- _Segmento del documento_:

E se a unire l’Italia divisa fosse la Camorra?

E se a unire l’Italia divisa fosse la Camorra?

Sul sito de L’Espresso è stato pubblicato il 26 settembre un articolo di Claudio Pappianni sulla festa dei Gigli del quartiere Barra di Napoli, accompagnato da un video (qui: http://espresso.repubblica.it/multimedia/30547536/2) su una festa “di popolo” di camorra.

Leggere quell’articolo e vedere il correlato video suscita una serie di forti emozioni. Ma due di esse si impongono a chi scrive. La prima reazione, meditata, è lo sconcerto: che simili scene di massa possano accadere a meno di 2 ore di treno da Firenze sembra quasi impossibile. Scioccante non solo per la massa di individui ben consapevoli della dimensione autocelebrativa della camorra propria di quella festa, ma scioccanti anche per i colori, la lingua (grazie a l’Espresso per i sottotitoli), le prassi, il gusto, i suoni, le madonne. Un altro mondo, un altro pianeta a due passi dall’ex Gran Ducato di Toscana. Anche senza la camorra, l’appello ai suoi morti e le benedizioni donabbondiane di un parroco spregevole, sconcerta la distanza percepita rispetto a qualunque accadimento popolare sopra Roma. Lo stesso sentimento di estraneità che abbiamo percepito, in un contesto ben più doloroso, quando abbiamo tutti acceso la TV sulle immagini di Capaci e Via D’Amelio e per un istante – l’istante che ci ha separato dalla lettura dei titoli in sovraimpressione sullo schermo – tutti abbiamo immediatamente pensato alla guerra in Jugoslavia e a un’altra atroce operazione dell’esercito serbo. Non era la Bosnia allora e non è l’Asia meridionale adesso. È l’ Italia, o almeno così ci dicono da 150 anni.

[Record tratti da una raccolta di dati]
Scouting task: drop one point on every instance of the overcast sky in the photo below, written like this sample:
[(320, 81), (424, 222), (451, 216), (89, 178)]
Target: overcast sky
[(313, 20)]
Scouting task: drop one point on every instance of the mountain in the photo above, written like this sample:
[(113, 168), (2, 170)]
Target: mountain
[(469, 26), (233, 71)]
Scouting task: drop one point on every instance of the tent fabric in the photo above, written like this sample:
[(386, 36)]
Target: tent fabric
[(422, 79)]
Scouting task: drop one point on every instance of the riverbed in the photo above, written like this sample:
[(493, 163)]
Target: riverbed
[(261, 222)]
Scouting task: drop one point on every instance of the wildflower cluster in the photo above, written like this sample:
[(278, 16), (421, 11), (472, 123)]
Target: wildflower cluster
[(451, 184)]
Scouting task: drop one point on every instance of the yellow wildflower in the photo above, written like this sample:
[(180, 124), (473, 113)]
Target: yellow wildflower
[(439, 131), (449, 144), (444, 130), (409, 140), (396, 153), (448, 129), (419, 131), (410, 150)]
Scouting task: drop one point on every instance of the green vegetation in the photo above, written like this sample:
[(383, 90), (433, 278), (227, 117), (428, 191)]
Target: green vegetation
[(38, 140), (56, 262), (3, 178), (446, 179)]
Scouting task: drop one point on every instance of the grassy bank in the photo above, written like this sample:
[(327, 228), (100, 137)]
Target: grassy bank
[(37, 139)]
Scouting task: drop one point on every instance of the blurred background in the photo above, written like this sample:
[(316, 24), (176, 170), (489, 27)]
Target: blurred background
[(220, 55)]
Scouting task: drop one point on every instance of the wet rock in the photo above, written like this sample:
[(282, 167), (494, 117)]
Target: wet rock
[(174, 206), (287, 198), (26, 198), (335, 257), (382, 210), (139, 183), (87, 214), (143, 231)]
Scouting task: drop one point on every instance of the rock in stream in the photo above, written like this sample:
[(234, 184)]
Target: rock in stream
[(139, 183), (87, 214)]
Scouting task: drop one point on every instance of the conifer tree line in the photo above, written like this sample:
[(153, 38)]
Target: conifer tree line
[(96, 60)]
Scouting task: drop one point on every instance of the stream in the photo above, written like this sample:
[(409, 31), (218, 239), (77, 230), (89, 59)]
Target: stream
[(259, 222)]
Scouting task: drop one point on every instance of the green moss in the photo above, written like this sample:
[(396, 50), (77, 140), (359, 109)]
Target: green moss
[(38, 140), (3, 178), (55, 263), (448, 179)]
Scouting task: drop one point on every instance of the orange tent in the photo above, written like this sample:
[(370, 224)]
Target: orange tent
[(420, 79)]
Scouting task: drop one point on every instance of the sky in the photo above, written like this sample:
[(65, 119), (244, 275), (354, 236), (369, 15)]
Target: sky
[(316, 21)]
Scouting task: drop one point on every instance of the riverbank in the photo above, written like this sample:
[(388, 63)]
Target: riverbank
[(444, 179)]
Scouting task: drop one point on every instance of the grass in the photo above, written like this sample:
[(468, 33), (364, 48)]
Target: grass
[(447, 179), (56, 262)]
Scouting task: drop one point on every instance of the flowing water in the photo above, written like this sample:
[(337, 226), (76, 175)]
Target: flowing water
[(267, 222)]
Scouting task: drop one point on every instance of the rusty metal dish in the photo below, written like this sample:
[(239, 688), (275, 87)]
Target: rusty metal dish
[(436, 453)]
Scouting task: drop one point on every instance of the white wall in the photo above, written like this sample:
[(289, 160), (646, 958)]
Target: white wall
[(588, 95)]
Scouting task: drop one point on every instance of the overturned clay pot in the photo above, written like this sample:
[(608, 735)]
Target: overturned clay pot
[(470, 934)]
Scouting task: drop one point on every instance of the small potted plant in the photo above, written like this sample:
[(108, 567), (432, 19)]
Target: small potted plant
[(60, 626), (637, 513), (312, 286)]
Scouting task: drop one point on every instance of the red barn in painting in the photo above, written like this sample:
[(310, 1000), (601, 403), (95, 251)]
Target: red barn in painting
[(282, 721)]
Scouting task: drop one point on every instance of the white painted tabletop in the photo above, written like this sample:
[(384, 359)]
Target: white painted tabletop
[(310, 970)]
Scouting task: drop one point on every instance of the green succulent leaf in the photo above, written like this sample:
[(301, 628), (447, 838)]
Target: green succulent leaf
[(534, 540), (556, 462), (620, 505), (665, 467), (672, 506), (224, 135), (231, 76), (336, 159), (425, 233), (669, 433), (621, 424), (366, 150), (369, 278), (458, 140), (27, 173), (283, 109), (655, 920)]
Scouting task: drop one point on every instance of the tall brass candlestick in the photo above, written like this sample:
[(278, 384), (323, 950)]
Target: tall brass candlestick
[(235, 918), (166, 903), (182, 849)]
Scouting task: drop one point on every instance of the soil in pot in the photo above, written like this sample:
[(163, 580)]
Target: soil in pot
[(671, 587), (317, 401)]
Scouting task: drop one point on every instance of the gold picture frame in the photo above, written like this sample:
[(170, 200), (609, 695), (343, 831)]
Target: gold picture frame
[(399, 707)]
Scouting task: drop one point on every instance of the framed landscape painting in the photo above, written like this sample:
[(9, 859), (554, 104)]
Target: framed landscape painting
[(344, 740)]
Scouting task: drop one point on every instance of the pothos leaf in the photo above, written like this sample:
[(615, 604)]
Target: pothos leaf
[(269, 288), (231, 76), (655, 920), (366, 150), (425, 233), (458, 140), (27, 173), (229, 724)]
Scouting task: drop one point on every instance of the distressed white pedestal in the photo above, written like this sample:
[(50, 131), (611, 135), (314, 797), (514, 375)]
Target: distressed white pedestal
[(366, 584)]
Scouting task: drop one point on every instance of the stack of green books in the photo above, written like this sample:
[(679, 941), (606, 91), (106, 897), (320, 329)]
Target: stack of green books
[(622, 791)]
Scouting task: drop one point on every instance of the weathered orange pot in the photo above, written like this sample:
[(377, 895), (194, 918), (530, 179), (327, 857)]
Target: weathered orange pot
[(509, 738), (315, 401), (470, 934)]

- _Il problema_: Riprendi il commento sulla festa dei Gigli di Barra e proseguilo a partire dall'ultima frase riportata. Per svolgere il compito i record non servono.

- _Risposta al compito_:
Chi scrive ha fatto seguire alla prima forte emozione, una domanda altrettanto forte, cui ha dato una risposta, ma che qui mantiene solo sottotraccia per il rispetto dovuto all’autonomia del lettore. Chi scrive si è domandato quale senso abbia un Paese che pretende di tenere nello stesso contesto civile e istituzionale i mercatini di natale di Bressanone e le feste in strada della camorra napoletana. Di più, che possibilità’ abbia un Paese di poterli validamente tenere insieme.

Questo disgraziato Paese – che si pretende uguale quando uguale non è per niente, che si pretende analizzabile nel suo complesso attraverso statistiche che più diseguali non sono in nessun altro paese sviluppato – sta evitando accuratamente di affrontare la domanda di base sul senso di sé. Complice l’incredibile impreparazione culturale e di potere della Lega, l’Italia pretende di continuare a dare per scontato ciò che scontato non è più.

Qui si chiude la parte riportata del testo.